**What this task involves:** Present every line of the records below as a numbered list, leaving out blank lines and the pictures.

[Location identification entries]

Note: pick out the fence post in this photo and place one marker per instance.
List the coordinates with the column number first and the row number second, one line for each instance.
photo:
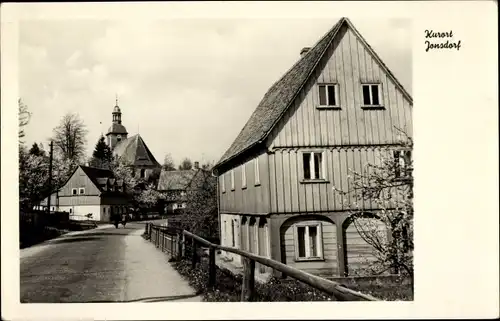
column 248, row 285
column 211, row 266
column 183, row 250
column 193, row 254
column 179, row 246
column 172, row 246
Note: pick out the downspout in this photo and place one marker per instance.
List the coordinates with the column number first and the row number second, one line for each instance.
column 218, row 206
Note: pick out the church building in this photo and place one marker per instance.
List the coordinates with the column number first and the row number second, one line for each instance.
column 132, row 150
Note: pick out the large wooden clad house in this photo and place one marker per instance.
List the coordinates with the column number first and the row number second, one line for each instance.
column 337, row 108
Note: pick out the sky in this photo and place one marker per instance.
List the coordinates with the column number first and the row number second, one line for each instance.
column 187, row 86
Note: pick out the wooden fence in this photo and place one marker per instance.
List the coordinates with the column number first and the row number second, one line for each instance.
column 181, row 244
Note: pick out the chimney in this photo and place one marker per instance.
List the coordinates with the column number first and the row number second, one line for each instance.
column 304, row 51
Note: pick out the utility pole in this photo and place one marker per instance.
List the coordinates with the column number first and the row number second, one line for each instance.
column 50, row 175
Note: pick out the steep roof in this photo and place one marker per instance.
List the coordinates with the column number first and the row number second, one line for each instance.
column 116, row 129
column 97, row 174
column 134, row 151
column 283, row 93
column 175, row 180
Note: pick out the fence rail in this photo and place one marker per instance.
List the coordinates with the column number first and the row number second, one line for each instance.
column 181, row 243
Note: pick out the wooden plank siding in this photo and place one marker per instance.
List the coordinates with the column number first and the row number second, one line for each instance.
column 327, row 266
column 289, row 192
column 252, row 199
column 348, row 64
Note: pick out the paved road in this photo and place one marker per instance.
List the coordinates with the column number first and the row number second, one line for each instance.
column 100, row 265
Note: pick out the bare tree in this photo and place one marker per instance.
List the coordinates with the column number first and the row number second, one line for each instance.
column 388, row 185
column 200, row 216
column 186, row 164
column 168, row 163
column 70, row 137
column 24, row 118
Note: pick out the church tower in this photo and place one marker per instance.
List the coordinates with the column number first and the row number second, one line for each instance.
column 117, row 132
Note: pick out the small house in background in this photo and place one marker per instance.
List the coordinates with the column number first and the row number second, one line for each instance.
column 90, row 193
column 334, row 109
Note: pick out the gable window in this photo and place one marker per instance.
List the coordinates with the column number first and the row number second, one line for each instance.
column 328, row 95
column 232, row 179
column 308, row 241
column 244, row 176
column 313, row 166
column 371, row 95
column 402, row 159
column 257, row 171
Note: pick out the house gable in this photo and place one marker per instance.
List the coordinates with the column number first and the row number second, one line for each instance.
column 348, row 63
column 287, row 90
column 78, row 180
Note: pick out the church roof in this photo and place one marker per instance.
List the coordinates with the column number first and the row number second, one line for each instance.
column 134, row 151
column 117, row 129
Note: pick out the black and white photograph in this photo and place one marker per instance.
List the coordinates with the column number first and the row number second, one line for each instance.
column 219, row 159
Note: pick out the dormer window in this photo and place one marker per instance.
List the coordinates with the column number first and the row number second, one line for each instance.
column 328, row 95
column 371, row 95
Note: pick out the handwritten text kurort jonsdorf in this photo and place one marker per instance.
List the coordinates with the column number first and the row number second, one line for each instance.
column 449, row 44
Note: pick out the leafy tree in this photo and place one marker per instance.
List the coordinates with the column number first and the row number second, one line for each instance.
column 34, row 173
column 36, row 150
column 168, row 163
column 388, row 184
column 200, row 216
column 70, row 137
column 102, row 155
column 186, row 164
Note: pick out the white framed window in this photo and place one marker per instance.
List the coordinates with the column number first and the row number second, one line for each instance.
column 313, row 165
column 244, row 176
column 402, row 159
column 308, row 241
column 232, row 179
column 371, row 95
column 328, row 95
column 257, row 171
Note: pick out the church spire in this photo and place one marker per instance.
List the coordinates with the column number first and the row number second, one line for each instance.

**Response to the task:**
1. Note: pick out the fence post in this photo and place one marker per instance.
2. List the coordinates with the column number first and the row number second, one line for each instance.
3. photo:
4. column 248, row 285
5. column 211, row 266
6. column 183, row 250
7. column 193, row 254
8. column 179, row 246
9. column 172, row 246
10. Note: pick out the downspout in this photo and place one marker per instance.
11. List the coordinates with the column number first and the row number second, one line for each instance.
12. column 218, row 206
13. Note: pick out the church building in this photo and place one marker per instance.
14. List the coordinates with the column number first and the row number second, one line for each instance.
15. column 132, row 150
16. Note: pick out the large wooden clad house in this photo and place one marker per instance.
17. List the coordinates with the column number first and the row number second, one line for each instance.
18. column 337, row 108
19. Note: pick out the sky in this photo and place one marker per instance.
20. List the coordinates with the column number first and the row number second, one line for each instance.
21. column 187, row 86
22. Note: pick out the wooden fence in this photo and place one marker per instance.
23. List the coordinates with the column number first and the row number second, one line for each instance.
24. column 181, row 244
25. Note: pick out the chimney in this photo and place one marker per instance.
26. List the coordinates with the column number first and the row number second, one line for each instance.
27. column 304, row 51
28. Note: pick out the utility pole in this photo and place one marker per instance.
29. List the coordinates with the column number first and the row number second, one line for each instance.
30. column 50, row 175
31. Note: pick out the steep roof in this photo and place one marker per instance.
32. List the coordinates with the column number first and the row number second, one line for each instance.
33. column 116, row 129
34. column 97, row 174
35. column 134, row 151
36. column 283, row 93
37. column 175, row 180
38. Note: pick out the fence rail in this photo and place one marker per instance.
39. List the coordinates with the column number first and the row number second, one line for each instance.
40. column 181, row 243
41. Note: pick out the wooden plank siding in this photo and place one marker per instance.
42. List the coordinates with the column number first and the row number second, one line for each instance.
43. column 327, row 266
44. column 289, row 192
45. column 252, row 199
46. column 348, row 64
47. Note: pick out the paved road in this photo and place one marker per instance.
48. List the coordinates with the column number first and the row number second, one line for each instance.
49. column 100, row 265
50. Note: pick out the bare tree in this photo and place one marker per instance.
51. List the coordinates with the column number first and the row number second, one line for each instance.
52. column 388, row 185
53. column 200, row 216
54. column 186, row 164
55. column 168, row 163
56. column 70, row 137
57. column 24, row 118
58. Note: pick out the church tower in this photo and place one marker per instance.
59. List the coordinates with the column number first and the row number second, one line for each instance.
60. column 117, row 132
61. Note: pick out the small house in background in this photo and place one marker per instance.
62. List the coordinates with the column number first and the row number second, one line for each instance.
63. column 90, row 193
64. column 334, row 109
65. Note: pick out the gable window in this photo and place one marker per instance.
66. List the coordinates with the column number first and the row number second, one line for each instance.
67. column 328, row 95
68. column 232, row 179
69. column 308, row 241
70. column 244, row 176
71. column 313, row 166
72. column 371, row 95
73. column 402, row 159
74. column 257, row 171
75. Note: pick out the house gable in this photo and place one marker per instance.
76. List the coordinates with the column number first and the row number second, one line for each instance.
77. column 348, row 63
78. column 287, row 90
79. column 78, row 180
80. Note: pick out the church roof in this photo and place one marker per instance.
81. List the coordinates with the column number first and the row number second, one line for each instance.
82. column 134, row 151
83. column 117, row 129
84. Note: pick out the black and white photograph in this photo and place one marker per instance.
85. List the coordinates with the column number first and the row number second, one line for each instance.
86. column 219, row 159
87. Note: pick out the dormer window in this photo and place one marker per instance.
88. List the coordinates with the column number first and the row number second, one line for each instance.
89. column 328, row 95
90. column 371, row 95
91. Note: pick out the handwritten text kurort jonsdorf in this photo and place one marker per instance.
92. List the coordinates with the column number first and the row number second, one line for each instance.
93. column 449, row 44
94. Note: pick out the leafy tree in this photo and place one marker per instance.
95. List the coordinates with the column number first and the row number second, one line for each instance.
96. column 34, row 173
97. column 36, row 150
98. column 168, row 163
99. column 388, row 184
100. column 200, row 216
101. column 70, row 137
102. column 102, row 155
103. column 186, row 164
104. Note: pick out the white framed window in this photo and place one marker per instance.
105. List the coordinates with the column number first and the row number second, one line for each instance.
106. column 313, row 165
107. column 244, row 176
108. column 402, row 159
109. column 308, row 241
110. column 232, row 179
111. column 371, row 95
112. column 328, row 95
113. column 257, row 171
114. Note: pick out the church spire in this photo and place one marker per instance.
115. List the coordinates with the column number first and the row number second, one line for each instance.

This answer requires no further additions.